Coordinate annotation records
----

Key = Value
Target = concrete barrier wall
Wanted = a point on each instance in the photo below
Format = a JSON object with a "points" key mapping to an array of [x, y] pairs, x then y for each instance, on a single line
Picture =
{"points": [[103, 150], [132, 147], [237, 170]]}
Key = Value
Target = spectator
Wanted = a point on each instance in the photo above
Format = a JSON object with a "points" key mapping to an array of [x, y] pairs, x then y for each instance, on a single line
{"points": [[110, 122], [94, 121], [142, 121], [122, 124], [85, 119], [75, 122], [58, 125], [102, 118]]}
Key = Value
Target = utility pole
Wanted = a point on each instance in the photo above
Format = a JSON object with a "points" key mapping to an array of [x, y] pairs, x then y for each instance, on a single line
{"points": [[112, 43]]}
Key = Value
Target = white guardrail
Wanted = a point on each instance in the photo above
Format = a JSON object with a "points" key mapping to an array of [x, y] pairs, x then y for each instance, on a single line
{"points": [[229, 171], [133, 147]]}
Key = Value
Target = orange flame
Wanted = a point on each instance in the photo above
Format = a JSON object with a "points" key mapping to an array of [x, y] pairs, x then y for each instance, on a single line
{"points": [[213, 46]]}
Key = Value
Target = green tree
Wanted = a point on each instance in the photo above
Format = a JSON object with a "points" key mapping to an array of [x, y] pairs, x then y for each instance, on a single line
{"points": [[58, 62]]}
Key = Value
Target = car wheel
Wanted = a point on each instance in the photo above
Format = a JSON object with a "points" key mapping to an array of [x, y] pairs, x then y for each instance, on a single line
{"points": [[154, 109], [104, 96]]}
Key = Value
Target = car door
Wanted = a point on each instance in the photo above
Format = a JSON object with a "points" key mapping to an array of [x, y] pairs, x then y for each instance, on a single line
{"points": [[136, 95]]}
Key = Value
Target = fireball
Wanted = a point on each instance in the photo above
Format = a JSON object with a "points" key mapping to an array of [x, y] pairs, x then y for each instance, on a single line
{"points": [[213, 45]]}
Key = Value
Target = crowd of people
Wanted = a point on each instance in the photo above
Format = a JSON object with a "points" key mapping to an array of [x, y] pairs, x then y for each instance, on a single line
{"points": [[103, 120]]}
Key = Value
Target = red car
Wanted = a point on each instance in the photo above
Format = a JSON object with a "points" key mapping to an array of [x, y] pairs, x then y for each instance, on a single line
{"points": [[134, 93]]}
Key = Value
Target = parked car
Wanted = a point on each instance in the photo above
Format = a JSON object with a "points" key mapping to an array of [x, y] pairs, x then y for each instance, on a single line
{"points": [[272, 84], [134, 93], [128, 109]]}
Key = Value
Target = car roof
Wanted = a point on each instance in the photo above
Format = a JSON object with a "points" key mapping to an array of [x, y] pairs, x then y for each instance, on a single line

----

Transcribe every line of the data, exactly as it stands.

Key = Value
Target = concrete barrier wall
Wanted = a point on each instance in the photo below
Format = a JSON object with a "points" key mapping to an array of [x, y] pairs, x then y for each instance, on a single line
Picture =
{"points": [[103, 150], [132, 147], [237, 170]]}
Key = Value
Target = spectator
Wanted = a point on each instance in the photo above
Format = a JSON object with a "points" key mapping to an array of [x, y] pairs, x then y for each instance, on a single line
{"points": [[110, 122], [94, 121], [142, 121], [122, 124], [85, 119], [75, 122], [58, 125], [102, 118]]}
Key = Value
Target = utility pole
Wanted = a point on each instance in the photo above
Format = a JSON object with a "points" key mapping to an array of [x, y] pairs, x then y for each instance, on a single line
{"points": [[112, 43]]}
Key = Value
Target = white guardrail
Wanted = a point on each instance in the photo above
Format = a JSON object with a "points" key mapping to an array of [x, y] pairs, x then y for each instance, on a single line
{"points": [[229, 171], [133, 147]]}
Key = Value
Target = orange flame
Wanted = a point on each instance in the photo above
Format = a JSON object with a "points" key mapping to an array of [x, y] pairs, x then y for each instance, on a single line
{"points": [[213, 46]]}
Key = Value
Target = green tree
Wanted = a point on each instance in the photo above
Format = a JSON object with a "points" key mapping to an array of [x, y] pairs, x then y for each instance, on a single line
{"points": [[58, 62]]}
Key = Value
Target = car wheel
Wanted = a point on each instance in the photo above
Format = a JSON object with a "points" key mapping to an array of [x, y] pairs, x then y for each instance, on a single line
{"points": [[154, 109], [104, 96]]}
Key = Value
Target = car door
Wanted = a point on each instance in the photo above
Format = a JSON object with a "points" key mapping to an array of [x, y] pairs, x then y for each instance, on a single line
{"points": [[136, 95]]}
Key = Value
Target = fireball
Wanted = a point on each instance in the photo above
Format = a JSON object with a "points" key mapping to an array of [x, y] pairs, x then y for each instance, on a single line
{"points": [[213, 45]]}
Key = Value
Target = crowd of people
Wanted = a point on each instance in the photo above
Format = a JSON object with a "points" key mapping to an array of [x, y] pairs, x then y for each instance, on a single line
{"points": [[103, 120]]}
Key = Value
Target = red car
Wanted = a point on each instance in the photo above
Format = a JSON object with a "points" key mapping to an array of [x, y] pairs, x then y for each instance, on a single line
{"points": [[134, 93]]}
Key = Value
Target = parked car
Wanted = a point on each instance in the photo above
Format = a JSON object with a "points" key mapping to an array of [x, y] pairs, x then y for each instance, on a single line
{"points": [[272, 84], [134, 93], [128, 109]]}
Key = Value
Target = car roof
Wanted = a point on each instance in the photo above
Format = a JSON object with a "points" key mapping to an array of [x, y] pairs, x then y for each instance, on a single line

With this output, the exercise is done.